# Problem description
Filter the listing below, copying out each line in which the string "fill" appears.

# Source data
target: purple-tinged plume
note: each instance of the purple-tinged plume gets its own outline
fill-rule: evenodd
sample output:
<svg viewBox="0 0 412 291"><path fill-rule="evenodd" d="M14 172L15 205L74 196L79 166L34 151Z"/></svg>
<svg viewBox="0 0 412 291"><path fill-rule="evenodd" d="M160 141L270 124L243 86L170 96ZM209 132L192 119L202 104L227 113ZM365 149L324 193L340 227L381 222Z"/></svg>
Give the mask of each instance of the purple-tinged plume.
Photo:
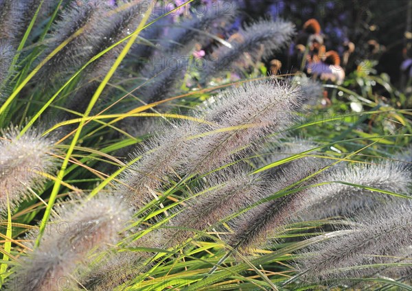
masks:
<svg viewBox="0 0 412 291"><path fill-rule="evenodd" d="M8 288L14 291L73 290L73 272L87 262L87 255L116 244L130 219L117 197L96 196L83 202L62 204L46 227L40 246L16 268ZM36 231L30 233L32 240ZM71 286L71 288L69 288Z"/></svg>
<svg viewBox="0 0 412 291"><path fill-rule="evenodd" d="M31 196L28 188L38 189L45 181L42 174L55 167L50 154L53 141L32 130L18 139L16 128L2 132L0 139L0 213L7 211L7 197L12 209Z"/></svg>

# Task solution
fill-rule: evenodd
<svg viewBox="0 0 412 291"><path fill-rule="evenodd" d="M14 172L15 205L74 196L79 166L34 151Z"/></svg>
<svg viewBox="0 0 412 291"><path fill-rule="evenodd" d="M160 141L270 124L243 86L170 96ZM209 132L192 119L202 104L227 113ZM365 149L324 193L340 227L381 222Z"/></svg>
<svg viewBox="0 0 412 291"><path fill-rule="evenodd" d="M8 288L14 291L73 290L73 272L87 262L87 255L116 244L130 219L117 197L96 196L83 202L62 204L46 227L40 246L16 268ZM36 231L30 233L32 240ZM71 286L71 288L69 288Z"/></svg>
<svg viewBox="0 0 412 291"><path fill-rule="evenodd" d="M31 196L28 188L38 189L45 181L42 174L55 167L50 154L53 141L32 130L18 139L16 128L2 132L0 139L0 213L7 211L7 197L12 209Z"/></svg>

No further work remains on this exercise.